→ PROBLEM TO SOLVE: Could you write out everything from the start of the records down to and including the line that contains "[30,302,219,347]", requests and all, adding -116 to every bounding-box coordinate?

→ EXTRACTED MATERIAL:

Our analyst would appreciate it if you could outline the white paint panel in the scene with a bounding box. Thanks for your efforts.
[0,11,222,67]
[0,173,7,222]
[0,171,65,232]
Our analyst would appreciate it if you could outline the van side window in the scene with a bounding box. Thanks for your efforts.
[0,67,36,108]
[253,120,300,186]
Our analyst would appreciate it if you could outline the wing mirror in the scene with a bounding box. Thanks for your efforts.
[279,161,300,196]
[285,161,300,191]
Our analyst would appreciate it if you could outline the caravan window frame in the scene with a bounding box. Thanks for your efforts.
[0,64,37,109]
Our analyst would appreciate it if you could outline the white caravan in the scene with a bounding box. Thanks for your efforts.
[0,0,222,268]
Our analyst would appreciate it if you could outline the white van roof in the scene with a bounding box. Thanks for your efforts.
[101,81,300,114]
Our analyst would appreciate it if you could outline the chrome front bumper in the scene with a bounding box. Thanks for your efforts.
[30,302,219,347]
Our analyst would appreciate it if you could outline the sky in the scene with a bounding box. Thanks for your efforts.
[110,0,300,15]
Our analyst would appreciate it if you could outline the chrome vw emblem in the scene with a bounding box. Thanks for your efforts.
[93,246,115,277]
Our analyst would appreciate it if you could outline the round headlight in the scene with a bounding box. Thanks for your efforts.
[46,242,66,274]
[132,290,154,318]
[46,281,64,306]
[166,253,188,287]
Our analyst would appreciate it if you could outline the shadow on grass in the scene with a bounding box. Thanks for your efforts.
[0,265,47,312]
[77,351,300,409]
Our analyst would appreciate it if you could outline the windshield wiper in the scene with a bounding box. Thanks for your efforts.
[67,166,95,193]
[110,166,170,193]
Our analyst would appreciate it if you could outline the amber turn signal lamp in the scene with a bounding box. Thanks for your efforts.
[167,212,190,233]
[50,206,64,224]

→ EXPECTED OUTPUT:
Our analyst would appreciate it if you could outline the white paint panel in the scene with a bounding box. Thanks for your efforts.
[-116,-105,106,-49]
[-116,57,-109,106]
[-116,55,-51,116]
Our analyst would appreciate it if you could outline the van side window in the scene with a bounding box. Thanks for your efforts.
[-116,-49,-80,-8]
[137,4,184,70]
Our analyst would appreciate it if you could outline the wing mirror in the scene with a bounding box. Thanks for your efforts.
[163,45,184,80]
[169,45,184,75]
Our analyst would appreciate it if you could outline the caravan window frame in the scene with a bounding box. Thanks for your efforts.
[-116,-52,-79,-7]
Our analyst would appreciate it if you could outline the white caravan in the scene with a bounding box. Thanks for your efforts.
[-116,-116,106,152]
Our analyst would appreciate it if you could outline the white van roof in the scene with a bounding box. Thanks for your efforts.
[-15,-35,184,-2]
Our analyst would appreciate it if you could outline the chrome front bumper in the scene with a bounding box. Thanks for your efforts.
[-86,186,103,231]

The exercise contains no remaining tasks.